=== Record excerpts ===

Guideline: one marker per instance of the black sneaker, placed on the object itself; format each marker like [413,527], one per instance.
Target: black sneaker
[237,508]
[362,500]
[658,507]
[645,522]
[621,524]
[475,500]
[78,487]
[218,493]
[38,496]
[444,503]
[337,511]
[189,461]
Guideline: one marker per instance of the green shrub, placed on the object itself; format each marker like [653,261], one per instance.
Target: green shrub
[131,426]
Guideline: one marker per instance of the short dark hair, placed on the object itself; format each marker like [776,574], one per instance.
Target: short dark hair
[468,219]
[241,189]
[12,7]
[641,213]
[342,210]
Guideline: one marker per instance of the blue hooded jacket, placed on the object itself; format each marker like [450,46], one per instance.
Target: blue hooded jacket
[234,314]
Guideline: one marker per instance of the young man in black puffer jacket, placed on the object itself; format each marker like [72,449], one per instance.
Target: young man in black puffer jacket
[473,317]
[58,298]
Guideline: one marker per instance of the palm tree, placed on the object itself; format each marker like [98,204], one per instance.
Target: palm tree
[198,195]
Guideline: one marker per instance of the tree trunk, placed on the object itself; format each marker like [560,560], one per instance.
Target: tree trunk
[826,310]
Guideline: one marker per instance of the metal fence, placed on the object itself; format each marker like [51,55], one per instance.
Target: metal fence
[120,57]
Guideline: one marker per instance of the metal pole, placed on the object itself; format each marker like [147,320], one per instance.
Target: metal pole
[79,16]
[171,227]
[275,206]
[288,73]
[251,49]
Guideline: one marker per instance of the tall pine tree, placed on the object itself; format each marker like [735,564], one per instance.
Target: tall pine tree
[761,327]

===

=== Instructions to follow ===
In the entries above, find the line with "Target: metal pole", then retype it and every line after it exactly.

=== Output of the task ===
Target: metal pole
[79,16]
[171,227]
[275,206]
[288,73]
[251,49]
Guideline: one marker per instance of the tall pine tree, placed on the object itself; format each marker like [735,564], one per instance.
Target: tall pine tree
[761,327]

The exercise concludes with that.